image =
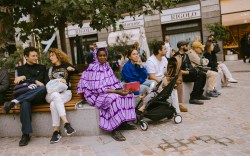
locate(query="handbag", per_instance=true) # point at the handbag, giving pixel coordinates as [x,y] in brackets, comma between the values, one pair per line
[193,73]
[56,86]
[21,89]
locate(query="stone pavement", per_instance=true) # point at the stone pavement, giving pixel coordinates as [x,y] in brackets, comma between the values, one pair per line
[220,127]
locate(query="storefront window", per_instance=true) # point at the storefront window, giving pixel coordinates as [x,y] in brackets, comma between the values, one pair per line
[232,44]
[186,31]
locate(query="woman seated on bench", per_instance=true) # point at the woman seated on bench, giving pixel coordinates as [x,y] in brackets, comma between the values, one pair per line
[61,70]
[133,71]
[102,89]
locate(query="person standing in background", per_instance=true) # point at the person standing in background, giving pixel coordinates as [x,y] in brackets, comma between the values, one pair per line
[168,46]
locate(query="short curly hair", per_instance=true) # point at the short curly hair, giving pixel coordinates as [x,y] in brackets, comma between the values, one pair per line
[63,57]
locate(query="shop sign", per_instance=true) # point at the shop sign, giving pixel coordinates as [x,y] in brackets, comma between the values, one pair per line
[181,14]
[130,22]
[84,30]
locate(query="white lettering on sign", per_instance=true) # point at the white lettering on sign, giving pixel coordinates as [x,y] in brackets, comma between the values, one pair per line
[181,13]
[74,30]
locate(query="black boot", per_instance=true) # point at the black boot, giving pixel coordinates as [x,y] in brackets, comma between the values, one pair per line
[7,107]
[24,140]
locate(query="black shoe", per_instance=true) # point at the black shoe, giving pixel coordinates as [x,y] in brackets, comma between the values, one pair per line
[216,91]
[196,102]
[55,137]
[212,94]
[7,107]
[126,126]
[68,129]
[203,97]
[24,140]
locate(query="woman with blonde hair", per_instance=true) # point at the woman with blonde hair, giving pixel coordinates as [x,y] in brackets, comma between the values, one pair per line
[61,70]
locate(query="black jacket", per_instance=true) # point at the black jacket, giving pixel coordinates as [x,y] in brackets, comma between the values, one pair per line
[4,84]
[212,60]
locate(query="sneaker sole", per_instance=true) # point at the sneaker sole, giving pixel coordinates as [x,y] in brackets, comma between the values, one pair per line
[68,134]
[52,142]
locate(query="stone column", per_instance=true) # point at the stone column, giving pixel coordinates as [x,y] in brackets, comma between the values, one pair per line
[211,13]
[152,26]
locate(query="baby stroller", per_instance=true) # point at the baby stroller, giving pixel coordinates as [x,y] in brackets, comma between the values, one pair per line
[158,107]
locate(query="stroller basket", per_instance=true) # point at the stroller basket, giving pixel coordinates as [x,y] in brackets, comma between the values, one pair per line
[166,92]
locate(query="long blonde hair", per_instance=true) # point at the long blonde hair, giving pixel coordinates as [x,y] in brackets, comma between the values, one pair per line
[63,57]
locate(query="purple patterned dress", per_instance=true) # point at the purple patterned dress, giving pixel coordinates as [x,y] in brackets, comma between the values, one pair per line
[114,109]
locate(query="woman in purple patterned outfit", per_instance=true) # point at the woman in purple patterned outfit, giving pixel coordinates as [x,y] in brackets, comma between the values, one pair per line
[102,89]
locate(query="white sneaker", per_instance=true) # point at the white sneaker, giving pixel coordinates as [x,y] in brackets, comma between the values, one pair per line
[232,80]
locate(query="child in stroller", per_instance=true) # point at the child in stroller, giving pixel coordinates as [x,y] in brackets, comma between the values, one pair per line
[155,105]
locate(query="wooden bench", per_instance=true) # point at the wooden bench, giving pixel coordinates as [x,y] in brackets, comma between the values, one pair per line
[46,107]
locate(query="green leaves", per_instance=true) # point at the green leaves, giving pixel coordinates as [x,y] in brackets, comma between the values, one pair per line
[220,32]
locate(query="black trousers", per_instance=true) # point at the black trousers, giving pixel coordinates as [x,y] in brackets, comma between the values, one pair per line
[27,100]
[199,84]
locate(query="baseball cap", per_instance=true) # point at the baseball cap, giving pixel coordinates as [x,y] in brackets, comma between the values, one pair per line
[198,45]
[181,43]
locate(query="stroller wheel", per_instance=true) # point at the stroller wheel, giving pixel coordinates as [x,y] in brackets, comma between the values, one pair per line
[136,120]
[144,125]
[177,119]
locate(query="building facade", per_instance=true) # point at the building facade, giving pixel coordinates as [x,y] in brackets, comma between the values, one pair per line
===============
Take the lines from the one containing "at the baseball" up to and including the last line of the records, and set them out as a numbered list, leaving out any blank lines.

Finished exercise -
1. locate(query="baseball cap", per_instance=true) # point at the baseball cap, giving pixel coordinates as [x,y] in brackets, comma between the values, one pair per line
2. [198,45]
3. [181,43]
4. locate(query="stroller wheel", per_instance=true) # point at the stroller wheel, giving pixel coordinates as [x,y] in brackets, comma between the values, one pair per line
5. [136,120]
6. [144,125]
7. [177,119]
8. locate(query="building facade", per_instance=true) # point at the building facade, giving pixel coordinates as [x,y] in brackets, comma between the values, one pair per line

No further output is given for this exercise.